Work required
Retype every record exactly as it appears.

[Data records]

------------------------------------------------

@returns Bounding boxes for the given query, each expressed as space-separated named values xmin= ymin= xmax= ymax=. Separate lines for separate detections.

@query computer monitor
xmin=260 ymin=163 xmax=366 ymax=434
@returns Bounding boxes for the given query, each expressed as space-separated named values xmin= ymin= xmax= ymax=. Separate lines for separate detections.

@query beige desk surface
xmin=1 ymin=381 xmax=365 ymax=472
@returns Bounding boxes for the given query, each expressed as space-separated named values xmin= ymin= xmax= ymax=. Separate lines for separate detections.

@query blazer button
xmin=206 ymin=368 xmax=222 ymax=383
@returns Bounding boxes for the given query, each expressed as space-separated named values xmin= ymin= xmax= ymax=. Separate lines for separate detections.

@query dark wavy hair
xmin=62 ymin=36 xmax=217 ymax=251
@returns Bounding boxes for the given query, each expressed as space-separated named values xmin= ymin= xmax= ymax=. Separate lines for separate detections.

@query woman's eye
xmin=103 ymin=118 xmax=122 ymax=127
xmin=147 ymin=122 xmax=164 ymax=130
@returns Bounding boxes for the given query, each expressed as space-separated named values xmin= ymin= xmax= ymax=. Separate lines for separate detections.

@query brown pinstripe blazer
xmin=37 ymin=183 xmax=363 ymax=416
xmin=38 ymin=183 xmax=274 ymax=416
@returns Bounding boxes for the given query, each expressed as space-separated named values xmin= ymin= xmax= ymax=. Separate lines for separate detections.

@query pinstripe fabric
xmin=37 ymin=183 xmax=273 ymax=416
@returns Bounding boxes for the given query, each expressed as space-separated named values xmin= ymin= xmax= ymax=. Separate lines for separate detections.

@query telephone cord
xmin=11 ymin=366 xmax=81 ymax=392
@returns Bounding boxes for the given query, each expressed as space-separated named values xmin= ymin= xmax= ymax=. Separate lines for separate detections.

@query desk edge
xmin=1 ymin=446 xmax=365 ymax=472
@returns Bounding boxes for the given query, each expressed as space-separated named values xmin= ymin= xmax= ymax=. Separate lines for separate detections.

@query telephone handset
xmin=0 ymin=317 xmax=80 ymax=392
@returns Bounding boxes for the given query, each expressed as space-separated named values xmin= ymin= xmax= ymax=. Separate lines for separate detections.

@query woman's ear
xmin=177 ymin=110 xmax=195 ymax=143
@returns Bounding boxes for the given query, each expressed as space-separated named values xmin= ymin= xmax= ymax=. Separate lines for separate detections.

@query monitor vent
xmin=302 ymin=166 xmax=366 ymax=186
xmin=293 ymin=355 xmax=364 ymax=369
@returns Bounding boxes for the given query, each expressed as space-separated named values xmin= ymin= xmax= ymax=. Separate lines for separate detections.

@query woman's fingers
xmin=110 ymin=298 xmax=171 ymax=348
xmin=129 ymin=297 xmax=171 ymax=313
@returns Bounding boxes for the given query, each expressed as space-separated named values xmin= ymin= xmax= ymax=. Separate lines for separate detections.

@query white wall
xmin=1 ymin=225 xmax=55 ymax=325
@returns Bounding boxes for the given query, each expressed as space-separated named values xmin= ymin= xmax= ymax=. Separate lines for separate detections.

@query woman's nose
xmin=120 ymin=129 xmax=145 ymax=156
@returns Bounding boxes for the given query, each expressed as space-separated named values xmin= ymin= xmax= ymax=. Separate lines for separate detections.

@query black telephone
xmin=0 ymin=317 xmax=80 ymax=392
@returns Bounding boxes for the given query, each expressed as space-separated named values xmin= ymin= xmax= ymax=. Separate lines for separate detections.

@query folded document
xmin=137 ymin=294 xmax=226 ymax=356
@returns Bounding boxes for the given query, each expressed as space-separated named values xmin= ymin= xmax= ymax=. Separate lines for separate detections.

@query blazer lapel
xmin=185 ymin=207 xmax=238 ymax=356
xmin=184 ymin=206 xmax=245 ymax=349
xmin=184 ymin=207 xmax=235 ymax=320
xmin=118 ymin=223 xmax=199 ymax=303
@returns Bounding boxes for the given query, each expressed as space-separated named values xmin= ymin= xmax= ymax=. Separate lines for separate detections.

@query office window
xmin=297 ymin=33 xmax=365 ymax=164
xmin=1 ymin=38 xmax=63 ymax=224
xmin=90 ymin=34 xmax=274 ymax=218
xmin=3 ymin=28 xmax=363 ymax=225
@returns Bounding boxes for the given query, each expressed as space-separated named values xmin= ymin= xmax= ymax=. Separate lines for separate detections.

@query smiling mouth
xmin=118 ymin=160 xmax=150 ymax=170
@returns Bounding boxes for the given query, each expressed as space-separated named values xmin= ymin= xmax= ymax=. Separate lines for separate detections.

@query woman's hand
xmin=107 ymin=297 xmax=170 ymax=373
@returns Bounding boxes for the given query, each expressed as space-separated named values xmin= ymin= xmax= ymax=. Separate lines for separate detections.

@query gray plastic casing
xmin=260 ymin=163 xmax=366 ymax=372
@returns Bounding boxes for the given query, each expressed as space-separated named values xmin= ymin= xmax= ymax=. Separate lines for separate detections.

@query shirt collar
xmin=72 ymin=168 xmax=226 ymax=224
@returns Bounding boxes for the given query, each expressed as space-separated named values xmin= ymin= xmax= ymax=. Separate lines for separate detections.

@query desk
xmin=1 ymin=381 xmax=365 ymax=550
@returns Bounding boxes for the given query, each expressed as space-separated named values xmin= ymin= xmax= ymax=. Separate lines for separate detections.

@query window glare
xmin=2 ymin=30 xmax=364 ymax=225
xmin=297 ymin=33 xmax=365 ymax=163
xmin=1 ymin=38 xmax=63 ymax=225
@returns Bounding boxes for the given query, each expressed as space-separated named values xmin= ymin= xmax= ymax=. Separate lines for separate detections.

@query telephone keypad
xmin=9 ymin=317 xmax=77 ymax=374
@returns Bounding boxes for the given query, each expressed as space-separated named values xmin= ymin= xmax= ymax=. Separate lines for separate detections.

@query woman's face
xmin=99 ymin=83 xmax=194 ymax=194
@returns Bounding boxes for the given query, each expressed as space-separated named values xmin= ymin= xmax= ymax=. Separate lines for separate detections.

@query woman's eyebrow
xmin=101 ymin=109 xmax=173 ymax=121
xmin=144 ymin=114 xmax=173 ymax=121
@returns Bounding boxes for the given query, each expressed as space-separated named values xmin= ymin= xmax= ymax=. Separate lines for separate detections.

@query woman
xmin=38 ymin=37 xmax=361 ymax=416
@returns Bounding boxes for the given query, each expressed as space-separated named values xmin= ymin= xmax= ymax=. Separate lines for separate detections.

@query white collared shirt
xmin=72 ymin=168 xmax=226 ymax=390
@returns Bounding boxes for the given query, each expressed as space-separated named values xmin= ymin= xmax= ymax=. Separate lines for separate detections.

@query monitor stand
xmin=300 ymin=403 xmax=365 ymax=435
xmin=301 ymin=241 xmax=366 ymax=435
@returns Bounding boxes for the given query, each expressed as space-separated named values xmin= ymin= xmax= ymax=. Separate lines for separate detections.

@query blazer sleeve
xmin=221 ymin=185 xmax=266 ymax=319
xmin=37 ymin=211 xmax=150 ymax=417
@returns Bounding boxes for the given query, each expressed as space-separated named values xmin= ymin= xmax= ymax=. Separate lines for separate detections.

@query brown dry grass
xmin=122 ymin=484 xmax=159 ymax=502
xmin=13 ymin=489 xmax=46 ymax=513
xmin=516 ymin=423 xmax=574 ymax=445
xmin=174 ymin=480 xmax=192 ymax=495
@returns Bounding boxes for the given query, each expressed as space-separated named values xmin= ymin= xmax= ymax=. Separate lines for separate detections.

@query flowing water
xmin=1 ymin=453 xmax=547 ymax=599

------------------------------------------------

Expected answer
@returns Bounding boxes for the given query, each expressed as space-separated named values xmin= ymin= xmax= ymax=. Separate lines for separate detections.

@query computer monitor
xmin=260 ymin=163 xmax=366 ymax=434
@returns Bounding boxes for the given query, each expressed as space-separated named values xmin= ymin= xmax= ymax=. Separate lines for separate detections.

@query beige desk surface
xmin=1 ymin=381 xmax=365 ymax=472
@returns Bounding boxes for the given query, each expressed as space-separated named values xmin= ymin= xmax= ymax=. Separate lines for separate detections.

@query blazer button
xmin=206 ymin=368 xmax=222 ymax=383
@returns Bounding boxes for the given query, each expressed as space-separated named values xmin= ymin= xmax= ymax=. Separate lines for separate detections.

@query dark wavy hair
xmin=62 ymin=36 xmax=217 ymax=251
@returns Bounding boxes for the given query, each expressed as space-separated named values xmin= ymin= xmax= ymax=. Separate lines for separate detections.

@query woman's eye
xmin=103 ymin=118 xmax=122 ymax=127
xmin=147 ymin=122 xmax=164 ymax=130
@returns Bounding boxes for the given query, each expressed as space-separated named values xmin= ymin= xmax= ymax=. Separate lines for separate detections.

@query brown pinstripe blazer
xmin=37 ymin=183 xmax=363 ymax=416
xmin=38 ymin=183 xmax=274 ymax=416
@returns Bounding boxes for the given query, each expressed as space-separated named values xmin= ymin= xmax= ymax=. Separate lines for separate detections.

@query pinstripe fabric
xmin=37 ymin=183 xmax=273 ymax=416
@returns Bounding boxes for the given query, each expressed as space-separated named values xmin= ymin= xmax= ymax=. Separate lines for separate detections.

@query telephone cord
xmin=11 ymin=366 xmax=81 ymax=392
@returns Bounding boxes for the given query, each expressed as space-separated named values xmin= ymin= xmax= ymax=. Separate lines for separate detections.

@query desk edge
xmin=1 ymin=446 xmax=365 ymax=472
@returns Bounding boxes for the given query, each expressed as space-separated named values xmin= ymin= xmax= ymax=. Separate lines for separate detections.

@query telephone handset
xmin=0 ymin=317 xmax=80 ymax=392
@returns Bounding boxes for the given query, each expressed as space-separated named values xmin= ymin= xmax= ymax=. Separate lines for separate detections.

@query woman's ear
xmin=177 ymin=110 xmax=195 ymax=143
@returns Bounding boxes for the given query, each expressed as space-separated named values xmin= ymin= xmax= ymax=. Separate lines for separate detections.

@query monitor vent
xmin=302 ymin=166 xmax=366 ymax=186
xmin=293 ymin=355 xmax=364 ymax=369
@returns Bounding boxes for the given query, each expressed as space-separated named values xmin= ymin= xmax= ymax=. Separate lines for separate detections.

@query woman's fingers
xmin=110 ymin=298 xmax=171 ymax=348
xmin=129 ymin=297 xmax=171 ymax=313
@returns Bounding boxes for the given query, each expressed as space-separated named values xmin= ymin= xmax= ymax=. Separate lines for separate detections.

@query white wall
xmin=1 ymin=225 xmax=55 ymax=325
@returns Bounding boxes for the given query, each expressed as space-separated named values xmin= ymin= xmax= ymax=. Separate lines for separate detections.

@query woman's nose
xmin=120 ymin=129 xmax=145 ymax=156
@returns Bounding boxes for the given query, each expressed as space-separated named values xmin= ymin= xmax= ymax=. Separate lines for separate detections.

@query black telephone
xmin=0 ymin=317 xmax=80 ymax=392
@returns Bounding boxes for the given query, each expressed as space-separated named values xmin= ymin= xmax= ymax=. Separate lines for separate detections.

@query folded document
xmin=137 ymin=294 xmax=226 ymax=356
@returns Bounding boxes for the given query, each expressed as space-separated named values xmin= ymin= xmax= ymax=. Separate lines for separate detections.

@query blazer lapel
xmin=185 ymin=207 xmax=238 ymax=356
xmin=184 ymin=206 xmax=245 ymax=349
xmin=184 ymin=207 xmax=235 ymax=320
xmin=118 ymin=223 xmax=199 ymax=303
@returns Bounding boxes for the given query, each expressed as space-separated named values xmin= ymin= xmax= ymax=. Separate lines for separate detections.

@query office window
xmin=297 ymin=33 xmax=365 ymax=164
xmin=1 ymin=38 xmax=63 ymax=224
xmin=90 ymin=34 xmax=274 ymax=218
xmin=3 ymin=28 xmax=363 ymax=225
@returns Bounding boxes for the given query, each expressed as space-separated named values xmin= ymin= xmax= ymax=. Separate lines for separate detections.

@query smiling mouth
xmin=118 ymin=160 xmax=150 ymax=170
@returns Bounding boxes for the given query, each expressed as space-separated named values xmin= ymin= xmax= ymax=. Separate lines for separate detections.

@query woman's hand
xmin=107 ymin=297 xmax=170 ymax=373
@returns Bounding boxes for the given query, each expressed as space-separated named values xmin= ymin= xmax= ymax=. Separate lines for separate detections.

@query gray plastic casing
xmin=260 ymin=163 xmax=366 ymax=372
@returns Bounding boxes for the given query, each expressed as space-separated named values xmin= ymin= xmax= ymax=. Separate lines for separate detections.

@query shirt collar
xmin=72 ymin=168 xmax=226 ymax=224
@returns Bounding boxes for the given query, each expressed as space-separated named values xmin= ymin= xmax= ymax=. Separate lines for separate detections.

@query desk
xmin=1 ymin=381 xmax=365 ymax=550
@returns Bounding boxes for the given query, each expressed as space-separated named values xmin= ymin= xmax= ymax=. Separate lines for separate detections.

@query window glare
xmin=2 ymin=30 xmax=364 ymax=225
xmin=297 ymin=33 xmax=365 ymax=163
xmin=1 ymin=38 xmax=63 ymax=225
@returns Bounding boxes for the given query, each expressed as space-separated named values xmin= ymin= xmax= ymax=. Separate lines for separate detections.

@query telephone keypad
xmin=9 ymin=317 xmax=77 ymax=374
@returns Bounding boxes for the given query, each expressed as space-separated named values xmin= ymin= xmax= ymax=. Separate lines for separate detections.

@query woman's face
xmin=99 ymin=83 xmax=194 ymax=194
@returns Bounding boxes for the given query, each expressed as space-separated named values xmin= ymin= xmax= ymax=. Separate lines for separate detections.

@query woman's eyebrow
xmin=101 ymin=109 xmax=173 ymax=121
xmin=144 ymin=114 xmax=173 ymax=121
@returns Bounding boxes for the given query, each expressed as space-separated named values xmin= ymin= xmax= ymax=. Separate lines for separate detections.

@query woman
xmin=38 ymin=37 xmax=361 ymax=416
@returns Bounding boxes for the given query, each expressed as space-separated named values xmin= ymin= xmax= ymax=. Separate lines for separate detections.

@query white collared shirt
xmin=72 ymin=168 xmax=226 ymax=390
@returns Bounding boxes for the given query, each expressed as space-separated named values xmin= ymin= xmax= ymax=. Separate lines for separate detections.

@query monitor stand
xmin=300 ymin=403 xmax=365 ymax=435
xmin=301 ymin=241 xmax=366 ymax=435
@returns Bounding boxes for the given query, each expressed as space-separated named values xmin= ymin= xmax= ymax=. Separate lines for separate detections.

@query blazer sleeve
xmin=221 ymin=185 xmax=266 ymax=319
xmin=37 ymin=211 xmax=150 ymax=417
@returns Bounding boxes for the given query, each expressed as space-separated named values xmin= ymin= xmax= ymax=. Separate lines for separate detections.

@query brown dry grass
xmin=122 ymin=484 xmax=159 ymax=502
xmin=13 ymin=489 xmax=46 ymax=513
xmin=516 ymin=423 xmax=574 ymax=445
xmin=174 ymin=480 xmax=192 ymax=495
@returns Bounding boxes for the given query, each expressed as space-separated named values xmin= ymin= xmax= ymax=. Separate lines for separate detections.

@query flowing water
xmin=1 ymin=453 xmax=547 ymax=599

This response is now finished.